• Stated goal 1
Return the passage from the Eve of Redemption excerpt starting at "Eve Of Redemption by" and ending at "character for it.", copied word for word.
··· Extract ···
It turned out the guy’s name was John Burke. Four years ago John’s wife and daughter had disappeared along with some other members of a church youth group and the pastor. Burke had put everything he had into finding his family but they seemed to have vanished from the Earth. This much I knew fairly quickly but there was a lot more to his story that I had to uncover. I have loved reading horror for as long as I can remember and then, while deployed in the U.S. Navy, I discovered epic fantasy. This was in the early 1980s, before fantasy had really taken off. One thing I knew from my love of these genres was that I wanted to make stuff up. I didn’t want to limit myself to the real world but be able to open up any door that came along, the weirder the better. That is one of the reasons I set Eve of Redemption in the year 2032—it is far enough in the future that I can change some current reality without being so far away as to be completely detached from our current world.

Eve Of Redemption by Tom Mohan

Another thing I knew about John Burke was that he needed redemption. His guilt and shame were killing him and he could be no help to anyone until he was able to forgive himself. As authors, I think we often use our characters to work out some of our own issues. There is probably more of me in John Burke than I care to admit. The original character was much more of a mess than the man who shows up in the book. Fortunately I had enough early readers who were not afraid to tell me the guy was quite unlikable in his current state and that I should make him a bit less of a whiny-wretch. I did and I think he is a much better character for it.
··· Record extracts ···
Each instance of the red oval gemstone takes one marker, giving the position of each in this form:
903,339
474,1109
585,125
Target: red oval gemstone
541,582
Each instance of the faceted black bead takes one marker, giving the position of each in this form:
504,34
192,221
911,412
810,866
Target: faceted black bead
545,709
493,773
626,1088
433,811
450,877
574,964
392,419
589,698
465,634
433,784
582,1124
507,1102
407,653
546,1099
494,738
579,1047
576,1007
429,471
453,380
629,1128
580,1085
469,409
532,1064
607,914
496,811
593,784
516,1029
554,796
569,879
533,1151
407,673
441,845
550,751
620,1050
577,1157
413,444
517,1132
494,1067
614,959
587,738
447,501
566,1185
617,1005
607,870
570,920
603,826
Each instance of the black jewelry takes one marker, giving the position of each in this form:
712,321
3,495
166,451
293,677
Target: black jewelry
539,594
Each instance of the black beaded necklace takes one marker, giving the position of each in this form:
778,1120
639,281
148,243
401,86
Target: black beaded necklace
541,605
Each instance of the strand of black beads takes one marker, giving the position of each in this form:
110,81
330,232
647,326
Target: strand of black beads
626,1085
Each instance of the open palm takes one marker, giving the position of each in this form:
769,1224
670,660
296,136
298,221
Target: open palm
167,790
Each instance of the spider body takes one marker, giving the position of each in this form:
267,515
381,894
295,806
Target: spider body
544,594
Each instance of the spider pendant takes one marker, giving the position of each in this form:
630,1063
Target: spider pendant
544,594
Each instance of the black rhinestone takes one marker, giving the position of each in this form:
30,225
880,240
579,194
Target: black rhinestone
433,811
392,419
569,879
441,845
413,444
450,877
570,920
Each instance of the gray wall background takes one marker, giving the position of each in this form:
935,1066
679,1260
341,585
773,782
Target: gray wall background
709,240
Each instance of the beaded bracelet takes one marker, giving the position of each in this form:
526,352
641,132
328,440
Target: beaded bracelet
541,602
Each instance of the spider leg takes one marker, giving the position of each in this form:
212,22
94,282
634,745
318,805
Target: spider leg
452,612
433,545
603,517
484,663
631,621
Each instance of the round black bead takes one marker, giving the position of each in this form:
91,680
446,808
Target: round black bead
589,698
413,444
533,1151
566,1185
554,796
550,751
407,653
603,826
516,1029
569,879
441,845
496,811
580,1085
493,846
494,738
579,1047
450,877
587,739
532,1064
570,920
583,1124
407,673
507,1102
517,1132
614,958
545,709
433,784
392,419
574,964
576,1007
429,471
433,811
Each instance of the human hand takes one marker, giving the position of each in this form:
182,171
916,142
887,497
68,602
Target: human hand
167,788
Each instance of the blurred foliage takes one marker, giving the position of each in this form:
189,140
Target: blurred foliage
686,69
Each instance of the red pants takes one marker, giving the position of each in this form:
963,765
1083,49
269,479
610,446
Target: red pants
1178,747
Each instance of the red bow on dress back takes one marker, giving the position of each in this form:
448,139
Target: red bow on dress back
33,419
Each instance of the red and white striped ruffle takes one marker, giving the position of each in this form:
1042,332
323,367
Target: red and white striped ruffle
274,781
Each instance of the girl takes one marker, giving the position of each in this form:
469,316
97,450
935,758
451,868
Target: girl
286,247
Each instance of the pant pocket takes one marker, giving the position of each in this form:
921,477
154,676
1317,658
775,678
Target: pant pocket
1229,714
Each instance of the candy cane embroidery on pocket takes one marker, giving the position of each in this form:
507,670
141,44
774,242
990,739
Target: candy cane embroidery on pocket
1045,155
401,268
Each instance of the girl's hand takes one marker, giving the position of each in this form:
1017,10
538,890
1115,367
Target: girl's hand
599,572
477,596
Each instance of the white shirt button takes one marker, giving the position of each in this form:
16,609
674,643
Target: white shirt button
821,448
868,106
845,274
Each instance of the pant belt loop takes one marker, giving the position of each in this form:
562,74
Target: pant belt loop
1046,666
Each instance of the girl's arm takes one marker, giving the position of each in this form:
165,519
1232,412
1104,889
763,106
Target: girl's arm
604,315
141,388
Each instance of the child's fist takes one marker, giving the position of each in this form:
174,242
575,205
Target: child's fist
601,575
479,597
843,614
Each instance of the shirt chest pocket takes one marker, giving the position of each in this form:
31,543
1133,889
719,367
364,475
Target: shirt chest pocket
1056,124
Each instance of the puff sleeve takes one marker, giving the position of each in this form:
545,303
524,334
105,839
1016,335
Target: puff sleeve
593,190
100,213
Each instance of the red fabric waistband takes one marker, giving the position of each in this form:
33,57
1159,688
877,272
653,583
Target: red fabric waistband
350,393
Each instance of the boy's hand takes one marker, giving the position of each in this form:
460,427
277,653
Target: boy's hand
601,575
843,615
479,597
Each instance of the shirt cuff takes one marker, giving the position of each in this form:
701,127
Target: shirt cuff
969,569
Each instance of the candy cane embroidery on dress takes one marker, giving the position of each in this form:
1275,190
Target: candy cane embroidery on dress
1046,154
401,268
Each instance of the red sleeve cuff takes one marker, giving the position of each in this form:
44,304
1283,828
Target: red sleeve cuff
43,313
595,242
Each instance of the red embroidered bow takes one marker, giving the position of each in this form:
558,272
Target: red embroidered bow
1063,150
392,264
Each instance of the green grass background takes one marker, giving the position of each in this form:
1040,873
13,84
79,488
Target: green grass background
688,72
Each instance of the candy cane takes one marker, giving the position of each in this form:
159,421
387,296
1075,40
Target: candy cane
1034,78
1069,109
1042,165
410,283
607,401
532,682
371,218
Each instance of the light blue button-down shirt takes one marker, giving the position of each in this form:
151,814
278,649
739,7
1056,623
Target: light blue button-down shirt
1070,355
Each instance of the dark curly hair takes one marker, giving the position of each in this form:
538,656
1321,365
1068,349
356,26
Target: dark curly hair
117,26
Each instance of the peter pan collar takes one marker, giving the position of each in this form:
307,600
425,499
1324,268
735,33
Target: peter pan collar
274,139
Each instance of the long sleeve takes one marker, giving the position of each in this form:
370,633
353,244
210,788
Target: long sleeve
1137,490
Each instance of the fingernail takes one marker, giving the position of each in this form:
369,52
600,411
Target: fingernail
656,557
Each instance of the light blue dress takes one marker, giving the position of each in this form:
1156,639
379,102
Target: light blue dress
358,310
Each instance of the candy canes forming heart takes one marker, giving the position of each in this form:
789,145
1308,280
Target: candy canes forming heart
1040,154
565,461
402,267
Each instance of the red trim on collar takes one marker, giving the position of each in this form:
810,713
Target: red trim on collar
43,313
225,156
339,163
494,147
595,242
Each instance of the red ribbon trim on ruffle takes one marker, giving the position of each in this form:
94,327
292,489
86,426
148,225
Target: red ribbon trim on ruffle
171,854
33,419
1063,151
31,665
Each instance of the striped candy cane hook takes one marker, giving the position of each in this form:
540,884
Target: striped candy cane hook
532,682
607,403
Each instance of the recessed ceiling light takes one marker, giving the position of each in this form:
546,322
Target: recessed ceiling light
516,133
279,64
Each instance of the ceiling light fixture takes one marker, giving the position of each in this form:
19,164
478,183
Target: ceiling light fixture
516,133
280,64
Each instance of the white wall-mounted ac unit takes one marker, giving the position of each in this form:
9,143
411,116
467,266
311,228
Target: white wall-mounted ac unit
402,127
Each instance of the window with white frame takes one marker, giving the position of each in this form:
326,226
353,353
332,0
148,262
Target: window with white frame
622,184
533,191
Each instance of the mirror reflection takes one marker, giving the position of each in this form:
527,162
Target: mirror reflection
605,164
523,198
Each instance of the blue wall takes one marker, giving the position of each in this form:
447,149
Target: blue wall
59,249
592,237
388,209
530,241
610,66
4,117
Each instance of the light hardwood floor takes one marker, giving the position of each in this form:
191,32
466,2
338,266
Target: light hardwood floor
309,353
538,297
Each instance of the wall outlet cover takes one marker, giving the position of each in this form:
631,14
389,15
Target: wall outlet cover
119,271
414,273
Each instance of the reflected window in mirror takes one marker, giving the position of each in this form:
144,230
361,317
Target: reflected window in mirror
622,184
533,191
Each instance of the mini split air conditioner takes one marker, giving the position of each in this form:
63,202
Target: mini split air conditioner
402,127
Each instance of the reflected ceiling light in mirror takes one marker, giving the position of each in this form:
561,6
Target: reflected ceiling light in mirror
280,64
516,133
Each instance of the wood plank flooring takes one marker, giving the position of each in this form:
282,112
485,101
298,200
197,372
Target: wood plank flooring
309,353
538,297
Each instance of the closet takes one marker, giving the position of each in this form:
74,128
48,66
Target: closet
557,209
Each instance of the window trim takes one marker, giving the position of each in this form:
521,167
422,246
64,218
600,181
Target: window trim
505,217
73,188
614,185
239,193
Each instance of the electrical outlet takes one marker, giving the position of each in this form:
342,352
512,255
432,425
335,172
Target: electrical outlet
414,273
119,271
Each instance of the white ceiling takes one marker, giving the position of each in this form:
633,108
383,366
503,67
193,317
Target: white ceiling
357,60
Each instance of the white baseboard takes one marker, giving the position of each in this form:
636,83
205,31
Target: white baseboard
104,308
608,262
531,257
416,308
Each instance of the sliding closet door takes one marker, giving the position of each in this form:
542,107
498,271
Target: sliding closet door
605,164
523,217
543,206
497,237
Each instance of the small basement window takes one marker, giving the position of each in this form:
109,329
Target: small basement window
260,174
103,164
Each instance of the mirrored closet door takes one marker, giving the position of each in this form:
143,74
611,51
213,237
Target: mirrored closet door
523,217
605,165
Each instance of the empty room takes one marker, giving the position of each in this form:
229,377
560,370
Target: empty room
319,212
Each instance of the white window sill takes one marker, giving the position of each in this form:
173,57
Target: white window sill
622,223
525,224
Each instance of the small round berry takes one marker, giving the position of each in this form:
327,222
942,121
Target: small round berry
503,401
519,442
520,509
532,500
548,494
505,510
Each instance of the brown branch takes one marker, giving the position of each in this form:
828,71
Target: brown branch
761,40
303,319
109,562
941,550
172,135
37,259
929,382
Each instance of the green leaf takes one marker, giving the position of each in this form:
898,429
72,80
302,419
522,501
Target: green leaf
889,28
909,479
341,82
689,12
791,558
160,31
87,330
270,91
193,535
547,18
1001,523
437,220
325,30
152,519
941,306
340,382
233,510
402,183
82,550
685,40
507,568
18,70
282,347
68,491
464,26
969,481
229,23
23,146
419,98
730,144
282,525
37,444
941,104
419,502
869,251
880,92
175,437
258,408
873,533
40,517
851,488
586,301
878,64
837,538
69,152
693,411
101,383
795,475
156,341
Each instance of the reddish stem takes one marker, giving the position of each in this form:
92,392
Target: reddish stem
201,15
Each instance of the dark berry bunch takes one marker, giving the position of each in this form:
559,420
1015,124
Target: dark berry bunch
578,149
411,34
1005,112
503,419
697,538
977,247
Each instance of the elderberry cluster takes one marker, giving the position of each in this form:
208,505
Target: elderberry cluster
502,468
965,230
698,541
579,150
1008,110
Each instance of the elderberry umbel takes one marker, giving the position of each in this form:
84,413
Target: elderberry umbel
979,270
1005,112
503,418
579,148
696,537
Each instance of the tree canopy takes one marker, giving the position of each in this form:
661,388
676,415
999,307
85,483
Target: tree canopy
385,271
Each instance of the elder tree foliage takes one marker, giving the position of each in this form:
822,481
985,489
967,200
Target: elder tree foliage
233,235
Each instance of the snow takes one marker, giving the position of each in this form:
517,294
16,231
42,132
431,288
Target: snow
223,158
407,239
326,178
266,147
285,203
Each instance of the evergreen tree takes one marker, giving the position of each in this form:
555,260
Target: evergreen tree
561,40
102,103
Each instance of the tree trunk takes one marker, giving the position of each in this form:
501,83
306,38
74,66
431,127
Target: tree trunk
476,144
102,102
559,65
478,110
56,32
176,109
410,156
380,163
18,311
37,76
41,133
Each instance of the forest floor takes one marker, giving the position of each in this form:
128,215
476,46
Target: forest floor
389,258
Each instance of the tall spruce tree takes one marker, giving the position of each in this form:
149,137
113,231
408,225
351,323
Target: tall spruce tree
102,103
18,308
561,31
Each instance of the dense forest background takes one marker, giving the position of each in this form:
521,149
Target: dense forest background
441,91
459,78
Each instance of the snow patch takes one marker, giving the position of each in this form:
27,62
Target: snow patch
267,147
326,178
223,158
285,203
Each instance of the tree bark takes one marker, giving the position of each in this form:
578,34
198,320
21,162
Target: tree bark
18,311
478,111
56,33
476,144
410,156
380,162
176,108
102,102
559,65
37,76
···
• Stated goal 2
How many lines of the entries contain the string "patch"? Give the count alone.

• Reply 1
Eve Of Redemption by Tom Mohan

Another thing I knew about John Burke was that he needed redemption. His guilt and shame were killing him and he could be no help to anyone until he was able to forgive himself. As authors, I think we often use our characters to work out some of our own issues. There is probably more of me in John Burke than I care to admit. The original character was much more of a mess than the man who shows up in the book. Fortunately I had enough early readers who were not afraid to tell me the guy was quite unlikable in his current state and that I should make him a bit less of a whiny-wretch. I did and I think he is a much better character for it.

• Reply 2
2